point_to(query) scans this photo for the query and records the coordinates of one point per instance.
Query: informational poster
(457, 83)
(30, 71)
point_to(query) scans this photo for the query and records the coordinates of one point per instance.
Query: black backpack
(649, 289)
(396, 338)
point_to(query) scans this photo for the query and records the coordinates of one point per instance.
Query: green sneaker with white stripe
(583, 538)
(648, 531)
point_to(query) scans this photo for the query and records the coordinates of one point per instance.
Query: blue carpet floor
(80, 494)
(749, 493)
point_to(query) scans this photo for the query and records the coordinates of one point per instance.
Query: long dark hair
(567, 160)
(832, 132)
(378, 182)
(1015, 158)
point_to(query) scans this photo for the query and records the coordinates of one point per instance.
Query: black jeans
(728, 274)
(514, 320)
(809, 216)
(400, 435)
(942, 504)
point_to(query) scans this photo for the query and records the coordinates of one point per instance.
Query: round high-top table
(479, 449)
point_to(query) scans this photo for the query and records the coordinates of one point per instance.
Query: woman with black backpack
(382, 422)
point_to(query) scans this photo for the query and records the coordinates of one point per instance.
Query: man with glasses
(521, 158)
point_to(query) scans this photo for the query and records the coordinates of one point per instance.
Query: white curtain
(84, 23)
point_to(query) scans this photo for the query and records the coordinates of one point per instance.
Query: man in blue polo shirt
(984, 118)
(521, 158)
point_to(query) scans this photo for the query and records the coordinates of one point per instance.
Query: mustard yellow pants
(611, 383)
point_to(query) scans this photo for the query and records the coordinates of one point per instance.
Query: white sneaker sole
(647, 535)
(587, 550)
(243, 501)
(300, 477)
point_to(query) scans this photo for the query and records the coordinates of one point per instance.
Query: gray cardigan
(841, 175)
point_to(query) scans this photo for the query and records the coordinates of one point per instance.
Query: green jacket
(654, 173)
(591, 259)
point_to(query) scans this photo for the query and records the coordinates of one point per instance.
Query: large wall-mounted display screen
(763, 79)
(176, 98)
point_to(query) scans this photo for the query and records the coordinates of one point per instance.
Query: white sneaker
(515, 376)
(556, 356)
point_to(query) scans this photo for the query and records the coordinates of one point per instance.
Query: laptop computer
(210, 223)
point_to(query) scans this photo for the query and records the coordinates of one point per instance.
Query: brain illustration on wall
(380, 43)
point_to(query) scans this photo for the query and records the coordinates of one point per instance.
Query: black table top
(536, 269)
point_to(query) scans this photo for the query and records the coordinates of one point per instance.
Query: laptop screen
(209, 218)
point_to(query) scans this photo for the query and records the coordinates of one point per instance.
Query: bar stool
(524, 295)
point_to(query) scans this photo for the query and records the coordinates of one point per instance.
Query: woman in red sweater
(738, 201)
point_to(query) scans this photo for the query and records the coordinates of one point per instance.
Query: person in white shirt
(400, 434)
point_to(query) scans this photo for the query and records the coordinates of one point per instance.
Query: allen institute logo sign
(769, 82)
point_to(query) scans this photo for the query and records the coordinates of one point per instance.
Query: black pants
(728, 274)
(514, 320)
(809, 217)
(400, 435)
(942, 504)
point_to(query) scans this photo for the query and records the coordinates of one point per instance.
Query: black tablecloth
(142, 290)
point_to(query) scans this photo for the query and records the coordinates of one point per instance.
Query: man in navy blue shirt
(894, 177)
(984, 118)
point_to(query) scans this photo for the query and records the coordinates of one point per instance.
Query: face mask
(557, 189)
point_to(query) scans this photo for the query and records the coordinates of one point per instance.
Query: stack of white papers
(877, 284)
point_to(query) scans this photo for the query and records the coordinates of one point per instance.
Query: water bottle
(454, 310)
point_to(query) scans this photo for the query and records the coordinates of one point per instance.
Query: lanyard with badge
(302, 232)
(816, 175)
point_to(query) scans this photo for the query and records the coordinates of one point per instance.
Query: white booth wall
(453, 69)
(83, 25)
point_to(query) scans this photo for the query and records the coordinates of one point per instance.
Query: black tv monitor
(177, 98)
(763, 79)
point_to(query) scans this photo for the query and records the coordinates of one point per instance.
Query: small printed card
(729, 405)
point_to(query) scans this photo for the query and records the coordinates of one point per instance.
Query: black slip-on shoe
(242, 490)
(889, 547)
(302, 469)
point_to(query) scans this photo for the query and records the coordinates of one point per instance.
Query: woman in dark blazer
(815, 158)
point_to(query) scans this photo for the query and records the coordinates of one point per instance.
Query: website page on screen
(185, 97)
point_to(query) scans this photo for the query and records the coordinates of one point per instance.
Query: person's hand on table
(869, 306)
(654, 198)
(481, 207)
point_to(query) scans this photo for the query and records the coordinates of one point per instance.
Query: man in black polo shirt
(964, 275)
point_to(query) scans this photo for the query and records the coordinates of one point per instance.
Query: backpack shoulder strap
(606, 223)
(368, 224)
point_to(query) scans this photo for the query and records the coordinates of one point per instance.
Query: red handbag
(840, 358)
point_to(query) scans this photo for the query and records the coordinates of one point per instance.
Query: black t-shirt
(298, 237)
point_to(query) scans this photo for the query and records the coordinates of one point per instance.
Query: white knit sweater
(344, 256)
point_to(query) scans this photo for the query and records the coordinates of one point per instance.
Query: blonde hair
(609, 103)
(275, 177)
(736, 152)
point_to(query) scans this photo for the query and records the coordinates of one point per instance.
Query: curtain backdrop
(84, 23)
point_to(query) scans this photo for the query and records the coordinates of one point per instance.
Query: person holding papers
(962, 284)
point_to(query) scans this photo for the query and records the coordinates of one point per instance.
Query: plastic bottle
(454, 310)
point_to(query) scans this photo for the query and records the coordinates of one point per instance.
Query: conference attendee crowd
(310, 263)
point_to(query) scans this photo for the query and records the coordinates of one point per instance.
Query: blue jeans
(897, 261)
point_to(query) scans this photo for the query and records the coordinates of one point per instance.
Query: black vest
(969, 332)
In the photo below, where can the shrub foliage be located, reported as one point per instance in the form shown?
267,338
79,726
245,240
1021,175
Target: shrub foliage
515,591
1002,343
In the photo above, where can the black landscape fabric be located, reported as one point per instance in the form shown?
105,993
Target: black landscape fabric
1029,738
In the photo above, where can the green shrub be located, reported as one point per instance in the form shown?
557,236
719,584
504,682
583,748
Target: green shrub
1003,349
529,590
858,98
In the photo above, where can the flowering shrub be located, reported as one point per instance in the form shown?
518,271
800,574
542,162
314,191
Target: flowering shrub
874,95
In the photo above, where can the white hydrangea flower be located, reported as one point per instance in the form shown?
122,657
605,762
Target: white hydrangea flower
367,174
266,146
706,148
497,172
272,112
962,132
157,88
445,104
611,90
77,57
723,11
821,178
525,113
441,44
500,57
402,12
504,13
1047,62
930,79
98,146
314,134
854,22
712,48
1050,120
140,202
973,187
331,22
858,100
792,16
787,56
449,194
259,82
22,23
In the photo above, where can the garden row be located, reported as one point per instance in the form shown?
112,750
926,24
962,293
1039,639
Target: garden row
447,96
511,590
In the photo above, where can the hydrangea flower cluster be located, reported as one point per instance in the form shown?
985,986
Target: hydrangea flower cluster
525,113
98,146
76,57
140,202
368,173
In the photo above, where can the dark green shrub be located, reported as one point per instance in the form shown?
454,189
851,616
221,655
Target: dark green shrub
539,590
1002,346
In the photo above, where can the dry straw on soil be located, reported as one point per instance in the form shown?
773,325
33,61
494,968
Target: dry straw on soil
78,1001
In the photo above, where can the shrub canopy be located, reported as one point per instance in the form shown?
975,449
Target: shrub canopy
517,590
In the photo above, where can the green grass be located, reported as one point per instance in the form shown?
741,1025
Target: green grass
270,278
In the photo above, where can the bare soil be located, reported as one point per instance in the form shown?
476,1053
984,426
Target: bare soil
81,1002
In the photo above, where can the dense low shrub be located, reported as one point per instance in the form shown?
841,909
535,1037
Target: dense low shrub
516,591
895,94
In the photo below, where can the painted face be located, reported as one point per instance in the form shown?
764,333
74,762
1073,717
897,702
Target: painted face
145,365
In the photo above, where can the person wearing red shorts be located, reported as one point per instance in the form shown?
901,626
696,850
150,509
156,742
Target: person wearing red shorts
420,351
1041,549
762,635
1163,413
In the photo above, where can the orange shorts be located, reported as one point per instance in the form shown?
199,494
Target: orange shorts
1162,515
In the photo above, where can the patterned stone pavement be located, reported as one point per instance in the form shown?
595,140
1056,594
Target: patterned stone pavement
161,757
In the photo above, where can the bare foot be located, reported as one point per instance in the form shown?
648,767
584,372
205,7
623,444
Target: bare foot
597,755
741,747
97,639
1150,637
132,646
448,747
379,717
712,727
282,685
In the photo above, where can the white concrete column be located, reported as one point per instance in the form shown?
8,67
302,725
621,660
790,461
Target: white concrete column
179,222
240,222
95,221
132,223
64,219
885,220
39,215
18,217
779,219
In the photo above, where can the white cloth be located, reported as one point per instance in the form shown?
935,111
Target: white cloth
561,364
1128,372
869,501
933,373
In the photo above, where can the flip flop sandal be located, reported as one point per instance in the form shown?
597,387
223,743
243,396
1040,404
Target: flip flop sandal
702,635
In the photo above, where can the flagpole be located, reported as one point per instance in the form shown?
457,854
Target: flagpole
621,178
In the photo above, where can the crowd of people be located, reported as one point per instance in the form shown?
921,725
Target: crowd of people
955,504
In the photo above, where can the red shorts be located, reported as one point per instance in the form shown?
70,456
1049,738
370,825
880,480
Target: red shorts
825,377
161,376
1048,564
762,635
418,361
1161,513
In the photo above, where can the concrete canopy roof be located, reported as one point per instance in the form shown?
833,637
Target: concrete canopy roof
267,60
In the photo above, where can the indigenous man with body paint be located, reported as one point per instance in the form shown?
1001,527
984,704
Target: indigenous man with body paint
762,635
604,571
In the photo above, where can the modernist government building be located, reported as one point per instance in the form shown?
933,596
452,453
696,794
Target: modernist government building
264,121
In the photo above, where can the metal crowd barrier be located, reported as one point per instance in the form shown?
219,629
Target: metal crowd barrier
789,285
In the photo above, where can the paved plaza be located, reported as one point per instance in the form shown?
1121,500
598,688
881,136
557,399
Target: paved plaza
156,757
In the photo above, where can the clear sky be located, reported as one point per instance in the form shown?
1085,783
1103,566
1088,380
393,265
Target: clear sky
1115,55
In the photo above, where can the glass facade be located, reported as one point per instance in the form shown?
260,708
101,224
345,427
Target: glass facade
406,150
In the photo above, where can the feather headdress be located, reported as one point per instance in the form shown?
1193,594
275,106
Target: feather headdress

• **Exercise brief**
Your response should be the count of lines in the material above that contain "below", with nothing added.

• **Answer section**
2